- YOUR GOAL -
Output all entries verbatim. Skip pictures.

- GIVEN INFORMATION -

============

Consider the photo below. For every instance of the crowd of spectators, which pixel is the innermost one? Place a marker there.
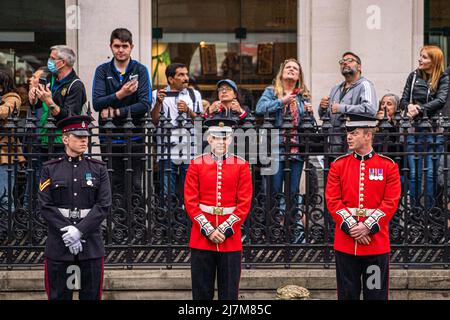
(122, 90)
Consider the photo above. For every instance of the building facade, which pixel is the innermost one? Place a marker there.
(245, 40)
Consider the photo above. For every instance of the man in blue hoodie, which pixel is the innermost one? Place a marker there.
(355, 95)
(121, 88)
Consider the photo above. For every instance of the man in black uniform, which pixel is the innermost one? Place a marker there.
(74, 198)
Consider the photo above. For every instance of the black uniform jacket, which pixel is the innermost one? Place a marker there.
(74, 183)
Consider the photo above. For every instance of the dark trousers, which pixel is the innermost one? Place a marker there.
(59, 287)
(120, 164)
(372, 270)
(205, 265)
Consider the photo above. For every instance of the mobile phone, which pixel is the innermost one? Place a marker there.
(172, 93)
(134, 77)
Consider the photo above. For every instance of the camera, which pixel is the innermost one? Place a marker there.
(43, 81)
(134, 77)
(172, 93)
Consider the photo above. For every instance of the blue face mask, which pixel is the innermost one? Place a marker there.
(51, 65)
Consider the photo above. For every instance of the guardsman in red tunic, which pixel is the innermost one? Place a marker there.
(362, 194)
(218, 196)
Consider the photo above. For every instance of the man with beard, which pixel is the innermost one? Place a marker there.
(179, 104)
(355, 95)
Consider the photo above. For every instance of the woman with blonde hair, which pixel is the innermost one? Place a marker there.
(425, 91)
(288, 93)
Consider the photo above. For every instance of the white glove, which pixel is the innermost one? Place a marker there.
(71, 236)
(76, 248)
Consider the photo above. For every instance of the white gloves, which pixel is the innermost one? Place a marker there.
(71, 236)
(76, 248)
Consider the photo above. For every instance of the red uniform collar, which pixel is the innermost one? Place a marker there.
(365, 157)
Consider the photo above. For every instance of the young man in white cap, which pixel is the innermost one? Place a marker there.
(218, 195)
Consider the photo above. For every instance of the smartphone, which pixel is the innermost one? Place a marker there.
(134, 77)
(43, 81)
(172, 93)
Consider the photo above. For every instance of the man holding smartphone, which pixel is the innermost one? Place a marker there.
(175, 100)
(122, 86)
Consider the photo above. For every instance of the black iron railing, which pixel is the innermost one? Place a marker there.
(147, 224)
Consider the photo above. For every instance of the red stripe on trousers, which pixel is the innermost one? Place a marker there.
(47, 286)
(101, 278)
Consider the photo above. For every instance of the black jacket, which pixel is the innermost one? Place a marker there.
(423, 95)
(66, 99)
(107, 82)
(446, 110)
(71, 183)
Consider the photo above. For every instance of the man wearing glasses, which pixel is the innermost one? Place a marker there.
(355, 94)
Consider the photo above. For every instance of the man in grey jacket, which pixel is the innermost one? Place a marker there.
(355, 95)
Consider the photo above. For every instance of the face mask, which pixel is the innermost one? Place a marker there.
(51, 65)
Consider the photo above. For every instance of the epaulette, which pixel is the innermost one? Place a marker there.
(53, 161)
(386, 157)
(240, 158)
(200, 155)
(341, 157)
(95, 160)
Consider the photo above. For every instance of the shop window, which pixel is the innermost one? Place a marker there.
(437, 25)
(27, 31)
(243, 40)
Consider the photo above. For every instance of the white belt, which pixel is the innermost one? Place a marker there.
(220, 211)
(361, 212)
(74, 214)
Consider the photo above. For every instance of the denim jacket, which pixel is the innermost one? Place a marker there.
(269, 102)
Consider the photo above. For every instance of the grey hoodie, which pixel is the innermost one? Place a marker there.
(360, 98)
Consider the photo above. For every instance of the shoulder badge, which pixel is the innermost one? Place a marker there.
(240, 158)
(44, 184)
(386, 157)
(199, 156)
(95, 160)
(341, 157)
(53, 161)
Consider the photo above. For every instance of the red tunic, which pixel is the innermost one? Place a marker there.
(369, 182)
(226, 184)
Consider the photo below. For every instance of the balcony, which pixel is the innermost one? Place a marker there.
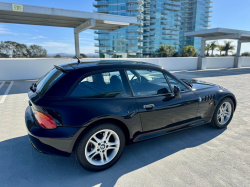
(209, 1)
(146, 17)
(172, 8)
(100, 4)
(208, 11)
(152, 22)
(102, 38)
(208, 6)
(164, 17)
(104, 10)
(169, 33)
(164, 22)
(153, 10)
(147, 11)
(135, 30)
(152, 16)
(101, 32)
(101, 45)
(164, 12)
(151, 33)
(173, 3)
(135, 38)
(208, 15)
(135, 7)
(140, 2)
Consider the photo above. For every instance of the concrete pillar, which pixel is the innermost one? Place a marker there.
(202, 61)
(77, 46)
(238, 58)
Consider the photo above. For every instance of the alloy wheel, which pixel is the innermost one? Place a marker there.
(102, 147)
(224, 113)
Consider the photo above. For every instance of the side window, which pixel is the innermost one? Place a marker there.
(147, 82)
(173, 83)
(100, 85)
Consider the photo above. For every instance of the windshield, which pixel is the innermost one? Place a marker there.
(48, 80)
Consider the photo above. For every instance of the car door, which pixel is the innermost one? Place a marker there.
(158, 107)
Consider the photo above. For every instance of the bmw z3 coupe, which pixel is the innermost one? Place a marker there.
(96, 108)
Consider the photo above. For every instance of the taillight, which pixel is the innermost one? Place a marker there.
(45, 120)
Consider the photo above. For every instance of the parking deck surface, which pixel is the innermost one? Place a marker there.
(201, 156)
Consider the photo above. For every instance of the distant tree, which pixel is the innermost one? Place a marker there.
(207, 48)
(189, 50)
(220, 48)
(213, 46)
(245, 54)
(58, 56)
(227, 46)
(36, 51)
(195, 54)
(83, 55)
(162, 49)
(169, 50)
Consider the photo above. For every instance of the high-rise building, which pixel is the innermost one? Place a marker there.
(159, 22)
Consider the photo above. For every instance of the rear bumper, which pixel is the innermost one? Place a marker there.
(59, 141)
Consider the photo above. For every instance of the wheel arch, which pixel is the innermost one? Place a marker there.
(106, 120)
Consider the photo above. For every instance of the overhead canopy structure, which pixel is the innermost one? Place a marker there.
(217, 34)
(79, 20)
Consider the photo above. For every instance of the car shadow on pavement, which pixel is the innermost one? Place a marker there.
(22, 166)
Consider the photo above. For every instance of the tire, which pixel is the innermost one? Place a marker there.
(94, 154)
(224, 119)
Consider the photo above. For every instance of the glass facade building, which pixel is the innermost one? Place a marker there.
(159, 22)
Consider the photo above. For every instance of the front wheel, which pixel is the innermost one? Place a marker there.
(223, 113)
(100, 147)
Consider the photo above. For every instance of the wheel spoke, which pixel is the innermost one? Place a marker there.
(222, 119)
(96, 139)
(102, 159)
(105, 155)
(91, 152)
(106, 133)
(225, 107)
(99, 150)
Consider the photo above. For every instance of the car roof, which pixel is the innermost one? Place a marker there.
(118, 63)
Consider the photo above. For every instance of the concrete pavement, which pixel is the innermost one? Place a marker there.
(202, 156)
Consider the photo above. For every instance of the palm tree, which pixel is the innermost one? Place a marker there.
(213, 46)
(228, 46)
(162, 49)
(189, 50)
(207, 48)
(220, 48)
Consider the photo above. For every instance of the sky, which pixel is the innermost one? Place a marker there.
(226, 14)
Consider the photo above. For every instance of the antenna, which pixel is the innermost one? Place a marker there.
(78, 60)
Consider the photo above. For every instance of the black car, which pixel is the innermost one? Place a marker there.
(96, 108)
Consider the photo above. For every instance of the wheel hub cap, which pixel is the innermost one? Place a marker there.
(102, 147)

============

- EXERCISE RESULT -
Consider the photo below. For every instance of the crowd of spectators, which pixel is the innermost one? Place a marker there.
(122, 90)
Consider the photo above. For every instance of the building facade, which pixel is the innermost one? Place a marker there.
(245, 40)
Consider the photo above. For every instance of the man in blue hoodie, which pixel is the innermost one? Place a marker there.
(355, 95)
(121, 88)
Consider the photo above. For every instance of the man in black uniform, which pixel is the innermost one? Place a marker there.
(74, 198)
Consider the photo above. For every instance of the black uniform jacket, which pixel is the innermost one? Place a marker there.
(74, 183)
Consider the photo above. For every instance of the dark trousers, which pixel is the innermost one? Place a marker there.
(59, 287)
(120, 164)
(372, 270)
(205, 265)
Consider the photo above. For every instance of the mobile phone, which pixel is the innermost one? Place a marker there.
(172, 93)
(134, 77)
Consider the photo above. For every instance of the camera, which pixel is the innermost one? Place a marker there.
(43, 81)
(134, 77)
(172, 93)
Consider the photo above. For every instance of the blue face mask, which pixel is the innermost one? Place a marker there.
(51, 65)
Consider the photo above. For every instance of the guardsman in red tunic, which pixel is the innermost one? Place a marker there.
(362, 194)
(218, 196)
Consider the photo above. For every instance of the man with beard, which pixel is the innermost one? Place a marker there.
(179, 104)
(355, 95)
Consider the photo above. For every instance of the woman with blonde hair, which pixel is the innermost one? Place a marker there.
(425, 91)
(288, 93)
Consider the photo above. For every instance of the white glove, which pixel is the innermost one? Place a marker there.
(71, 236)
(76, 248)
Consider the photo above. For every instance of the white gloves, which pixel is the innermost one? Place a marker there.
(71, 236)
(76, 248)
Consider the photo above. For every instance of the red uniform collar, which pixel is the innermost one? Place a marker there.
(365, 157)
Consider the photo above. For every instance of the young man in white cap, which pixel is the innermost one? Place a marker there.
(218, 195)
Consider the photo above. For every instance of the smartphone, which pixel is the innermost one? Place a marker there.
(134, 77)
(43, 81)
(172, 93)
Consider the photo above. For every instance of the man holding smartphone, which pixel is the innermost one? Place a marker there.
(175, 100)
(122, 86)
Consider the photo above. For every instance of the black iron railing, which pixel is the innermost one? Place a marker there.
(147, 224)
Consider the photo above. For every instance of the red stripe on trousers, which pixel is the innermost one? Place a marker there.
(47, 286)
(101, 278)
Consider the photo above. For every instance of the black jacket, which pixel is the innermost one? Place a marker there.
(423, 95)
(66, 99)
(107, 82)
(446, 110)
(71, 183)
Consider the photo above. For every instance of the man wearing glasses, which pixel is the innermost one? Place a marker there.
(355, 94)
Consider the photo above. For every instance of the man in grey jacket, which pixel is the innermost one? Place a marker there.
(355, 95)
Consider the photo above. For every instance of the face mask, which pixel is the innermost one? Place a marker there.
(51, 65)
Consider the photo above. For every instance of the epaulette, which pixel is the innermost one? Place a marker there.
(53, 161)
(386, 157)
(240, 158)
(200, 155)
(341, 157)
(95, 160)
Consider the photo above. For every instance of the shop window, which pixel is the innermost one? Place a marker there.
(437, 25)
(27, 31)
(243, 40)
Consider the photo above. For every instance of the white belt, which pixel is the innermost one? Place a marker there.
(220, 211)
(361, 212)
(74, 214)
Consider the photo above. For every instance of the denim jacket, which pixel is the innermost one? Place a marker there.
(269, 102)
Consider the photo above. For every instance of the grey hoodie, which pixel is the innermost one? Place a marker there.
(360, 98)
Consider the photo above. For every instance of the shoulder badge, which pixel is the innermost one? Place a marker there.
(240, 158)
(44, 184)
(386, 157)
(199, 156)
(95, 160)
(341, 157)
(53, 161)
Consider the photo above. For every instance of the red tunic, which pixel is the innermost one? Place a marker there.
(369, 182)
(226, 184)
Consider the photo below. For every instance of the balcony, which pixel is the innermost one? Place a marker there.
(209, 1)
(146, 17)
(172, 8)
(100, 4)
(208, 11)
(152, 22)
(102, 38)
(208, 6)
(164, 17)
(104, 10)
(169, 33)
(164, 22)
(153, 10)
(147, 11)
(135, 30)
(152, 16)
(101, 32)
(101, 45)
(164, 12)
(151, 33)
(173, 3)
(135, 38)
(208, 15)
(135, 7)
(140, 2)
Consider the photo above. For every instance of the concrete pillar, which pixel is the innermost one? Place a marker there.
(202, 61)
(77, 46)
(238, 58)
Consider the photo above. For every instance of the alloy wheel, which pixel is the innermost one? Place a marker there.
(102, 147)
(224, 113)
Consider the photo above. For every instance of the side window, which pixel is the innermost one? Place a marker there.
(147, 82)
(173, 83)
(100, 85)
Consider the photo above. For every instance of the windshield, which pixel is the innermost one? Place a marker there.
(48, 80)
Consider the photo above. For every instance of the car door, which pixel is the innermost one? Place a marker there.
(158, 107)
Consider the photo above. For every instance of the bmw z3 coupe, which pixel is the innermost one? Place a marker there.
(96, 108)
Consider the photo above. For every instance of the taillight, which pixel is the innermost one? Place a marker there.
(45, 120)
Consider the photo above. For every instance of the parking deck surface, which pixel is the innermost one? Place a marker there.
(201, 156)
Consider the photo above. For every instance of the distant tree, which pixel is the innermost one? Place a marker there.
(207, 48)
(189, 50)
(220, 48)
(213, 46)
(245, 54)
(58, 56)
(227, 46)
(36, 51)
(195, 54)
(83, 55)
(162, 49)
(169, 50)
Consider the photo above. For every instance of the high-rise building, which pixel is the innermost one? Place a marker there.
(159, 22)
Consider the photo above. For every instance of the rear bumper, which pixel is the innermost one? Place a marker there.
(59, 141)
Consider the photo above. For every instance of the wheel arch, which pixel is the innermost one? Place a marker there.
(106, 120)
Consider the photo above. For every instance of the overhead canopy structure, which pixel is the innermost one? Place a marker there.
(217, 34)
(79, 20)
Consider the photo above. For every instance of the car shadow on pavement, which pixel is the innermost one? Place a marker there.
(22, 166)
Consider the photo above. For every instance of the tire, which pixel is the innermost one? Place a marker there.
(94, 154)
(224, 119)
Consider the photo above. For every instance of the glass facade building, which pixel is the innermost one? Place a marker there.
(159, 22)
Consider the photo above. For every instance of the front wheel, which pixel is the innermost one? Place a marker there.
(223, 113)
(100, 147)
Consider the photo above. For every instance of the wheel spoke, which pixel is the innermost one? Place a marker there.
(222, 119)
(96, 139)
(102, 159)
(105, 155)
(91, 152)
(106, 133)
(225, 107)
(99, 150)
Consider the photo above. For every instance of the car roof, which pixel is the innermost one? Place a marker there.
(118, 63)
Consider the photo above. For every instance of the concrete pavement, which pixel is the innermost one? Place a marker there.
(202, 156)
Consider the photo above. For every instance of the palm tree, which pixel is the innermost one? Place a marker there.
(213, 46)
(228, 46)
(162, 49)
(189, 50)
(207, 48)
(220, 48)
Consider the photo above. For every instance of the sky, which pixel is the innermost one? Place a marker there.
(226, 14)
Consider the photo above. For every instance of the antenna, which pixel is the innermost one? Place a marker there.
(78, 60)
Consider the photo above. For every instance of the black car, which pixel is the innermost one? Place a marker there.
(96, 108)
Consider the photo above. For every instance of the wheel hub cap, which pixel is the innermost one? Place a marker there.
(102, 147)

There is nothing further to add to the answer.